§ ACTIVITY:
Within the lines below, the span from the line with "Target: bird's leg" to the line with "Target: gravel bank", both ends included, is to be reproduced exactly, with pictures omitted.

Point-per-instance localization data
________________
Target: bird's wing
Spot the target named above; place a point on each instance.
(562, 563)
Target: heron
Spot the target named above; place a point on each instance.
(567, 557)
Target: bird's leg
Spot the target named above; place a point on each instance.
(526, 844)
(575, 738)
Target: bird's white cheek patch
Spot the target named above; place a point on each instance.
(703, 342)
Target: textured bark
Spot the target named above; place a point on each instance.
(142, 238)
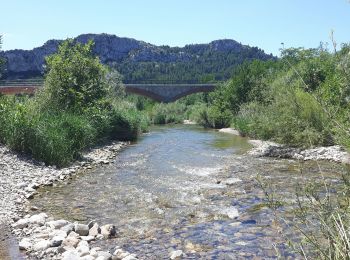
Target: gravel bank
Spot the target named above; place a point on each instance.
(20, 177)
(271, 149)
________________
§ EXERCISE OUTPUT:
Target: bird's leg
Spot the target named above; place a point on each instance.
(526, 844)
(575, 738)
Target: bird's white cheek patch
Spot the target named above; place a point on each instance.
(703, 342)
Target: textured bark
Spot the target named above; place a point on each instance.
(142, 238)
Target: gravel bank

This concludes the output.